▶
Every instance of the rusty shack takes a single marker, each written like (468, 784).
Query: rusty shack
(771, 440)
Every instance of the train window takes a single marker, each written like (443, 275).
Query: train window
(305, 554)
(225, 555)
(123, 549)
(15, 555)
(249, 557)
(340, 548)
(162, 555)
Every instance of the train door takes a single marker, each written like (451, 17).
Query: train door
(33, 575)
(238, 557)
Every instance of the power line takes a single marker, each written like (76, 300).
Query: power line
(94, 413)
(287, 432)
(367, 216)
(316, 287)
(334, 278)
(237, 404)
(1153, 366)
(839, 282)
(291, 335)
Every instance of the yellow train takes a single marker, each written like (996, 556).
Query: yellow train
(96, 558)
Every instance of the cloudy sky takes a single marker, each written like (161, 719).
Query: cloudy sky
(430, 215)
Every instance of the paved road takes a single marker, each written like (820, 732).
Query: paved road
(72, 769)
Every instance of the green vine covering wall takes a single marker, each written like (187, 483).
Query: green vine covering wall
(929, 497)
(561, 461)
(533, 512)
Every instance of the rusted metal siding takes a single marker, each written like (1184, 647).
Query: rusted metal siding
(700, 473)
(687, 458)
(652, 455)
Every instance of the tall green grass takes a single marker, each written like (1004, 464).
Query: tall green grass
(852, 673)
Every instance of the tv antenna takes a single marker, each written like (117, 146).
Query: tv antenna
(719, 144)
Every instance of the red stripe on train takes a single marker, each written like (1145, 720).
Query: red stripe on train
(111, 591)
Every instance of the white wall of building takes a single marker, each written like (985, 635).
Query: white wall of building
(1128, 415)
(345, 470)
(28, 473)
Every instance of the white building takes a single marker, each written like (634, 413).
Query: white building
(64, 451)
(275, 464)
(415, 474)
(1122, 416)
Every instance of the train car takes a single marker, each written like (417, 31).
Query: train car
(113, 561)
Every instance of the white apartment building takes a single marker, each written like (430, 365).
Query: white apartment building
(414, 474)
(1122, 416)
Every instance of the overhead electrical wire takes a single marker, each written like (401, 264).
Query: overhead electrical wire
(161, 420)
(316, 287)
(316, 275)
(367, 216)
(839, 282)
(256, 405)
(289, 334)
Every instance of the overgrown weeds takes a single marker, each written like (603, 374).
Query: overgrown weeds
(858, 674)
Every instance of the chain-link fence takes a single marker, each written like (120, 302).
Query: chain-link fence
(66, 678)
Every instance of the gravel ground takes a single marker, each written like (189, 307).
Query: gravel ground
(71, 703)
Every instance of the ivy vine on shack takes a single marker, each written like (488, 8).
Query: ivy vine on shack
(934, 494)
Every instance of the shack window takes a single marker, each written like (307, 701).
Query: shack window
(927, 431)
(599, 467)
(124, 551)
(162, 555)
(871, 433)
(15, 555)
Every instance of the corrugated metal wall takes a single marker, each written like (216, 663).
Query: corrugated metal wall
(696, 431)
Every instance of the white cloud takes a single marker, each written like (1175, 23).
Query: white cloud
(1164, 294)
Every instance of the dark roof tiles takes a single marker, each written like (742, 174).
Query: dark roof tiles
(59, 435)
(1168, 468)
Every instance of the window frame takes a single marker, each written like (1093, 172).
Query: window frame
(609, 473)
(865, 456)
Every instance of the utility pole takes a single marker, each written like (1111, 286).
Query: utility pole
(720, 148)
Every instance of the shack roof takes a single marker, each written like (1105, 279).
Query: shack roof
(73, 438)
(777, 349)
◀
This exercise requires the entries above to be restated exactly.

__Answer area__
Every instance of the rusty shack takes a single marker, each written like (468, 784).
Query: rusty shack
(771, 440)
Every instance of the train window takes a single marker, each written like (443, 275).
Query: train window
(305, 554)
(225, 555)
(123, 549)
(15, 555)
(249, 557)
(340, 548)
(162, 555)
Every instance of the train door takes a single marker, each written like (451, 17).
Query: train door
(33, 575)
(238, 557)
Every instance of the power line takes a single marker, each written like (76, 300).
Query: power line
(94, 413)
(287, 432)
(367, 216)
(316, 287)
(334, 278)
(237, 404)
(1153, 366)
(839, 282)
(291, 335)
Every instance of the yellow train takes a single marker, each written like (996, 556).
Query: yellow train
(96, 558)
Every instance of the cloudy sky takes a single marker, each written like (161, 719).
Query: cloudy sky
(430, 215)
Every instance of the paved road takes a single marker, each written like (820, 732).
Query: paved road
(72, 769)
Every instance of the green vine covering wall takes a single marker, each written like (187, 483).
Query: green vine covering wall
(929, 497)
(561, 461)
(533, 512)
Every instance of the rusted metal siding takes a single marker, each written like (1184, 647).
Query: rusted metal siding
(700, 473)
(687, 458)
(652, 455)
Every instance of the tall green grass takes a single marker, each written like (1004, 464).
Query: tall green grass
(852, 673)
Every instance of the tv antenna takes a single marker, each written like (117, 146).
Query: tv antenna
(719, 144)
Every instance of the red stripe on train takes a single marker, each written like (1145, 720).
Query: red stripe on train
(111, 591)
Every instance of the white wall of building takes a single marker, each written like (985, 635).
Query: white wall of building
(1128, 415)
(345, 470)
(28, 473)
Every instance of the white building takes a single marker, each written like (634, 413).
Query: white building
(64, 451)
(275, 464)
(415, 474)
(1122, 416)
Every instance of the train car takes a single marker, each written like (417, 31).
Query: train car
(113, 561)
Every instance of the white apartment building takes a single marker, each written like (430, 365).
Query: white apartment building
(414, 474)
(1122, 416)
Every instance of the overhead electrical wire takes a single marker, each written like (401, 264).
Query: overhead electrical wire
(161, 420)
(316, 287)
(316, 275)
(367, 216)
(839, 282)
(256, 405)
(289, 334)
Every instance of the overgrown weeds takes a single marker, each written like (603, 374).
Query: overgrown weeds
(858, 674)
Every instance of the chain-link fence takes a single marker, each written like (120, 302).
Query: chain-link fence
(66, 678)
Every instance of the gravel ground takes a single marker, each written like (189, 307).
Query: gravel ground
(71, 703)
Every instance of the ivy vine on shack takes a single marker, each written like (488, 8).
Query: ivy vine on shack
(934, 494)
Every instance of the shack window takes a single marker, each written like (307, 701).
Query: shack window
(927, 431)
(599, 467)
(124, 551)
(162, 555)
(871, 433)
(15, 555)
Every instance of the corrugated metal wall takes a single marker, each written like (216, 663).
Query: corrugated metal wall
(696, 431)
Every instance of the white cloud takes a single marker, each written like (1175, 23).
Query: white cloud
(1164, 294)
Every instance of the dark roof tiles takes a single marker, each written like (742, 174).
Query: dark roof tiles
(59, 435)
(1168, 468)
Every instance of the window frame takes a single marker, each written like (1093, 172).
Query: window frame
(609, 473)
(865, 456)
Every instance of the utility pole takes a single marker, each written like (1111, 286).
Query: utility pole
(720, 148)
Every instance of the shack roof takes a single marker, each written like (1105, 279).
Query: shack roof
(73, 438)
(777, 349)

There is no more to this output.